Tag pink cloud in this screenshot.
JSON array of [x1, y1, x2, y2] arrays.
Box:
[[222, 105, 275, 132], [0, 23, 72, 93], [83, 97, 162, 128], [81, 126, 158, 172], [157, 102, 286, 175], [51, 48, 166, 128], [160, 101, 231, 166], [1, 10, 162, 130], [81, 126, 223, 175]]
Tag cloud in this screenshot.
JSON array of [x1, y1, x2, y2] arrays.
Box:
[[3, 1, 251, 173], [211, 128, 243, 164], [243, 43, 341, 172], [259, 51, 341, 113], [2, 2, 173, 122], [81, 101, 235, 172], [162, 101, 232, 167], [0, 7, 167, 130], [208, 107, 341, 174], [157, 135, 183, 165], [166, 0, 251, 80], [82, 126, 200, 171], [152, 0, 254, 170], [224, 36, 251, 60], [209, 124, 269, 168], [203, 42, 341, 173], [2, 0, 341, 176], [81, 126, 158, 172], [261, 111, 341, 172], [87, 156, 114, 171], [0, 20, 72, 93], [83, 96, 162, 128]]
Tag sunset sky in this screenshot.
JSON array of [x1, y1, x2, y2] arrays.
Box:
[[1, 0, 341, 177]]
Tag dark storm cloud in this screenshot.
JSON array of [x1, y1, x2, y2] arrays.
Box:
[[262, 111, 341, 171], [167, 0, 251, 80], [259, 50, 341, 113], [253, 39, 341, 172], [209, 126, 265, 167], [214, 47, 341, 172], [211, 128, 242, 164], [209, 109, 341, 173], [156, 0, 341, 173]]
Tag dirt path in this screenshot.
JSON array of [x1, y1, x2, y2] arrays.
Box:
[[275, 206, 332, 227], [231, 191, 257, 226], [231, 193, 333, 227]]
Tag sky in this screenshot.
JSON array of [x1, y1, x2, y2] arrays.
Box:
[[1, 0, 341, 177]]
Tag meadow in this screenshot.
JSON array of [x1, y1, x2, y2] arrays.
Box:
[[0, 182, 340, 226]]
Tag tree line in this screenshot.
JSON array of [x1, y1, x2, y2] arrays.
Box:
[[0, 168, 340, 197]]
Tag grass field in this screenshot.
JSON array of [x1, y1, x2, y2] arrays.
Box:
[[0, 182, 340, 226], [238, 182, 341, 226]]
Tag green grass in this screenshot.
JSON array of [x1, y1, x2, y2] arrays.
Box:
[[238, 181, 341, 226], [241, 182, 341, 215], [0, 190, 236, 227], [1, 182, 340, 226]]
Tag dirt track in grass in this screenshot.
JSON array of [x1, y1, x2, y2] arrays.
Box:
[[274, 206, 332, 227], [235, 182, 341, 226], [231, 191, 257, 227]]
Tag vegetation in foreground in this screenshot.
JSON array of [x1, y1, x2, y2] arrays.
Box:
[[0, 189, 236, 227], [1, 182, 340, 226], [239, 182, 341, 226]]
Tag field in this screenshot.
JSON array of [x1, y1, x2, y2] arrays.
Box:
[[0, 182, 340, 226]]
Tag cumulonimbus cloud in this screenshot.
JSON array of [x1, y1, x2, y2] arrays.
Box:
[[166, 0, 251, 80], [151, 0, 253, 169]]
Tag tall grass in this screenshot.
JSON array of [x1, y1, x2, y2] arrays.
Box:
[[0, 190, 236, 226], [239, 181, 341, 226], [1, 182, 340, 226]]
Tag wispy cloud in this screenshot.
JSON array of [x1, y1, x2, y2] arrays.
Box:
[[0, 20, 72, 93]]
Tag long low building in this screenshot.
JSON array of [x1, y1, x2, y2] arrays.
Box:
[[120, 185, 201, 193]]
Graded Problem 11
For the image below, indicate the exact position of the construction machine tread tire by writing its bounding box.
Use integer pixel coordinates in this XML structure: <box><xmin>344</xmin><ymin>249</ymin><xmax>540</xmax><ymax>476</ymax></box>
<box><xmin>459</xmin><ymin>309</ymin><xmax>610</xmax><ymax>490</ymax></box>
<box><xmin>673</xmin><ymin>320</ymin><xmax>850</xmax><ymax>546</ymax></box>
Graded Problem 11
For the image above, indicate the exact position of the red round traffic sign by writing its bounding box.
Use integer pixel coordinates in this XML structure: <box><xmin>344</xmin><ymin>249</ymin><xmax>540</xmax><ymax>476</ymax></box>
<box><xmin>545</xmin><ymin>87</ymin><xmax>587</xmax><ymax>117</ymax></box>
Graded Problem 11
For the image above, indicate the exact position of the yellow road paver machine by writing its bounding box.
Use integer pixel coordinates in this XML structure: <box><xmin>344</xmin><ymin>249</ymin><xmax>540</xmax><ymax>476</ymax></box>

--

### WHAT IS EXPECTED
Copy the records above exactly, please, but only from the first line through the line containing "Tag cloud in this screenshot.".

### OUTPUT FOR THIS EXERCISE
Tag pink cloud in this screenshot.
JSON array of [x1, y1, x2, y2] arrays.
Box:
[[222, 105, 275, 132], [0, 23, 72, 93], [83, 97, 162, 128], [81, 126, 158, 172], [157, 102, 286, 175], [51, 48, 166, 128], [160, 101, 231, 166], [1, 10, 162, 130], [81, 126, 223, 175]]
Tag cloud in this screenshot.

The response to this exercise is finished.